Point placement records
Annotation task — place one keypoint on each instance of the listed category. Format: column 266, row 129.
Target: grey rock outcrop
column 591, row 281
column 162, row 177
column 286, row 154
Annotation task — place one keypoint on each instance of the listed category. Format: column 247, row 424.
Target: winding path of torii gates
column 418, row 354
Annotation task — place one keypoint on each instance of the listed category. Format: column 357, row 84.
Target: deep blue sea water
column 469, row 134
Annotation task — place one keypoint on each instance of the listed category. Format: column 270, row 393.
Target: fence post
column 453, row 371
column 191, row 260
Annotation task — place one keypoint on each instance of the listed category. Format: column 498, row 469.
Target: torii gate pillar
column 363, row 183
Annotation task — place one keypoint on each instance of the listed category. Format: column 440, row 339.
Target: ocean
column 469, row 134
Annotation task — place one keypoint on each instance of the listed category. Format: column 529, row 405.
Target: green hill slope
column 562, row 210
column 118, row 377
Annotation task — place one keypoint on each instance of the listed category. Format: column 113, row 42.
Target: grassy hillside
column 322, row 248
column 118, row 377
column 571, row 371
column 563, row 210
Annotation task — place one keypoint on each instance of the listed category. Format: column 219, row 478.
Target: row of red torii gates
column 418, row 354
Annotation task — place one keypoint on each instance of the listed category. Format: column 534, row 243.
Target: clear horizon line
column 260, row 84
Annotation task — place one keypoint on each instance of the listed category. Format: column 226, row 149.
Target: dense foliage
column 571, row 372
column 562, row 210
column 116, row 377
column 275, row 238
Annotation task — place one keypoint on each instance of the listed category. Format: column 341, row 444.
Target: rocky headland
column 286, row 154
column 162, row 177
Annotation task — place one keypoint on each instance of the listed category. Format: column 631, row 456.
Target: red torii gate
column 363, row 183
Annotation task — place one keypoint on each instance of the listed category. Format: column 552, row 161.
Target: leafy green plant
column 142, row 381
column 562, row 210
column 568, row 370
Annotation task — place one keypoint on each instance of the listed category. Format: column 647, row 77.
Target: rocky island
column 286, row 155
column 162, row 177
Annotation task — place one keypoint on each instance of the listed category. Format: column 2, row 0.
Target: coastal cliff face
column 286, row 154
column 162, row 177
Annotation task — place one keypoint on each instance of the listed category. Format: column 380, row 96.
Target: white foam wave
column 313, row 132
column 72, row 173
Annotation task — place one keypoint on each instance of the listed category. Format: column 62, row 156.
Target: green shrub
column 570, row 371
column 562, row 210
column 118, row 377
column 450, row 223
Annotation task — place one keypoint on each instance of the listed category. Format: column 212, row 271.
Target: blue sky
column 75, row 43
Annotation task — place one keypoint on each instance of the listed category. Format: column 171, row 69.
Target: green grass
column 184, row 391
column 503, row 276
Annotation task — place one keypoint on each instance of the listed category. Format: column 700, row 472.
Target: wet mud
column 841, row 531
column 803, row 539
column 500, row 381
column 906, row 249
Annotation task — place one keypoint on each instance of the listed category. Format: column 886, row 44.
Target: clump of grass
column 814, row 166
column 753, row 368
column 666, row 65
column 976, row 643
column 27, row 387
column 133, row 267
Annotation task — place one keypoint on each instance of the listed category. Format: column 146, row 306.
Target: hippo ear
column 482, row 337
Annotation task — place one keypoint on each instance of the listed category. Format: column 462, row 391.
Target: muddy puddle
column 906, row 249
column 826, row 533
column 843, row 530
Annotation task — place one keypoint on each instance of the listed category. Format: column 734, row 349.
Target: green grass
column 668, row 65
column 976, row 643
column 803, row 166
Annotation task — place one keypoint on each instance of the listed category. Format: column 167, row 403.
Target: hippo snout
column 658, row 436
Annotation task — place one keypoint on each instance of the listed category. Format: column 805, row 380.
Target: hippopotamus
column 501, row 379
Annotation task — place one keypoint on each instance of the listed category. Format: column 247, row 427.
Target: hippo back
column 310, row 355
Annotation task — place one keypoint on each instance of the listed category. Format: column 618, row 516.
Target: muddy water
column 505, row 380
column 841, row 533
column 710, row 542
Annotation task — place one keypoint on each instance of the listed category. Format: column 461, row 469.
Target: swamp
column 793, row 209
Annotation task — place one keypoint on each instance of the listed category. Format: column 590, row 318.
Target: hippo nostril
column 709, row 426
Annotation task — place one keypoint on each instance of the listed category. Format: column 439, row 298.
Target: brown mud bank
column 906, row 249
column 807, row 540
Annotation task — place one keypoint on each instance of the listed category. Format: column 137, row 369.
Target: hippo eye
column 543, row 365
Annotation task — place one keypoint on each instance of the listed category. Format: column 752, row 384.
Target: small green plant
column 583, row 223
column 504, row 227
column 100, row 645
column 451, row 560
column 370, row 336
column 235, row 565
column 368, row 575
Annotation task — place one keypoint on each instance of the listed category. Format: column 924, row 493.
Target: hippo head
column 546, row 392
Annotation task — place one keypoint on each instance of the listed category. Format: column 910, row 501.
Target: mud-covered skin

**Task directions:** Put every one of the records above into a numbered list, leaving out any blank lines.

**Worked answer:**
1. Annotation task — place one keypoint on each instance of the listed category. Format: column 266, row 129.
2. Target: grey rock outcrop
3. column 591, row 281
4. column 162, row 177
5. column 286, row 154
6. Annotation task — place one keypoint on each instance of the listed category. Format: column 247, row 424.
7. Target: winding path of torii gates
8. column 418, row 354
9. Annotation task — place one keypoint on each instance of the listed category. Format: column 357, row 84.
10. Target: deep blue sea water
11. column 469, row 134
12. Annotation task — place one keypoint on each instance of the listed category. Format: column 270, row 393.
13. Target: fence post
14. column 453, row 371
15. column 191, row 260
16. Annotation task — place one keypoint on each instance of the listed category. Format: column 498, row 469.
17. Target: torii gate pillar
18. column 363, row 183
19. Annotation task — place one keypoint on each instance of the listed category. Format: column 440, row 339.
20. Target: ocean
21. column 469, row 134
22. Annotation task — place one keypoint on each instance of the listed category. Format: column 529, row 405.
23. Target: green hill slope
24. column 562, row 210
25. column 118, row 377
26. Annotation task — place one keypoint on each instance of the listed category. Format: column 113, row 42.
27. Target: grassy hillside
28. column 322, row 248
29. column 118, row 377
30. column 571, row 371
31. column 563, row 210
32. Annotation task — place one keypoint on each instance of the listed category. Format: column 219, row 478.
33. Target: row of red torii gates
34. column 418, row 354
35. Annotation task — place one keypoint on each instance of the listed category. Format: column 534, row 243.
36. Target: clear horizon line
37. column 260, row 84
38. Annotation task — place one keypoint on each instance of the listed category. Format: column 226, row 149.
39. Target: dense foliage
40. column 571, row 372
41. column 562, row 210
42. column 116, row 377
43. column 275, row 238
44. Annotation task — place one keypoint on each instance of the listed category. Format: column 341, row 444.
45. Target: rocky headland
46. column 286, row 154
47. column 162, row 177
48. Annotation task — place one keypoint on each instance of the listed category. Format: column 631, row 456.
49. Target: red torii gate
50. column 363, row 183
51. Annotation task — place one keypoint on each instance of the listed category. Format: column 552, row 161.
52. Target: leafy green plant
53. column 142, row 381
54. column 562, row 210
55. column 568, row 370
56. Annotation task — place one keypoint on each instance of the listed category. Format: column 647, row 77.
57. Target: rocky island
58. column 286, row 155
59. column 162, row 177
60. Annotation task — place one keypoint on each instance of the listed category. Format: column 2, row 0.
61. Target: coastal cliff face
62. column 286, row 154
63. column 162, row 177
64. Annotation task — place one keypoint on each instance of the listed category. Format: column 380, row 96.
65. Target: white foam wave
66. column 313, row 132
67. column 72, row 173
68. Annotation task — place one keypoint on each instance of the listed category. Format: column 62, row 156.
69. Target: green shrub
70. column 570, row 371
71. column 562, row 210
72. column 118, row 377
73. column 450, row 223
74. Annotation task — place one keypoint on each instance of the listed category. Format: column 212, row 271.
75. Target: blue sky
76. column 75, row 43
77. Annotation task — place one keypoint on each instance of the listed category. Format: column 171, row 69.
78. Target: green grass
79. column 184, row 391
80. column 503, row 276
81. Annotation task — place one keypoint on each instance of the listed category. Format: column 700, row 472.
82. Target: wet mud
83. column 841, row 531
84. column 803, row 539
85. column 500, row 381
86. column 906, row 249
87. Annotation task — place one keypoint on each instance of the listed category. Format: column 886, row 44.
88. Target: clump of grass
89. column 814, row 166
90. column 753, row 368
91. column 666, row 65
92. column 976, row 643
93. column 27, row 387
94. column 133, row 267
95. Annotation task — place one keypoint on each instance of the listed category. Format: column 146, row 306.
96. Target: hippo ear
97. column 482, row 337
98. Annotation task — place one keypoint on each instance of the listed category. Format: column 462, row 391.
99. Target: muddy puddle
100. column 906, row 249
101. column 826, row 533
102. column 843, row 530
103. Annotation task — place one keypoint on each instance of the listed category. Format: column 734, row 349.
104. Target: green grass
105. column 668, row 65
106. column 976, row 643
107. column 803, row 166
108. Annotation task — place one keypoint on each instance of the listed category. Format: column 167, row 403.
109. Target: hippo snout
110. column 658, row 436
111. Annotation task — place one keypoint on each instance of the listed category. Format: column 805, row 380.
112. Target: hippopotamus
113. column 501, row 379
114. Annotation task — place one keypoint on each instance of the listed category. Format: column 247, row 427.
115. Target: hippo back
116. column 310, row 355
117. Annotation task — place one keypoint on each instance of the listed category. Format: column 618, row 516.
118. Target: muddy water
119. column 505, row 380
120. column 841, row 533
121. column 710, row 542
122. Annotation task — place one keypoint on each instance of the listed category. Format: column 461, row 469.
123. Target: swamp
124. column 793, row 209
125. Annotation task — place one keypoint on each instance of the listed category. Format: column 590, row 318.
126. Target: hippo nostril
127. column 709, row 426
128. Annotation task — place one keypoint on each instance of the listed category. Format: column 439, row 298.
129. Target: brown mud bank
130. column 906, row 249
131. column 807, row 540
132. Annotation task — place one keypoint on each instance of the listed category. Format: column 137, row 369.
133. Target: hippo eye
134. column 543, row 365
135. Annotation task — place one keypoint on each instance of the listed category. Format: column 752, row 384.
136. Target: small green plant
137. column 583, row 223
138. column 504, row 227
139. column 100, row 645
140. column 451, row 560
141. column 370, row 336
142. column 235, row 565
143. column 368, row 575
144. Annotation task — place one keypoint on each instance of the listed category. Format: column 924, row 493.
145. Target: hippo head
146. column 546, row 392
147. Annotation task — place one keypoint on each instance of the listed category. Format: column 910, row 501.
148. Target: mud-covered skin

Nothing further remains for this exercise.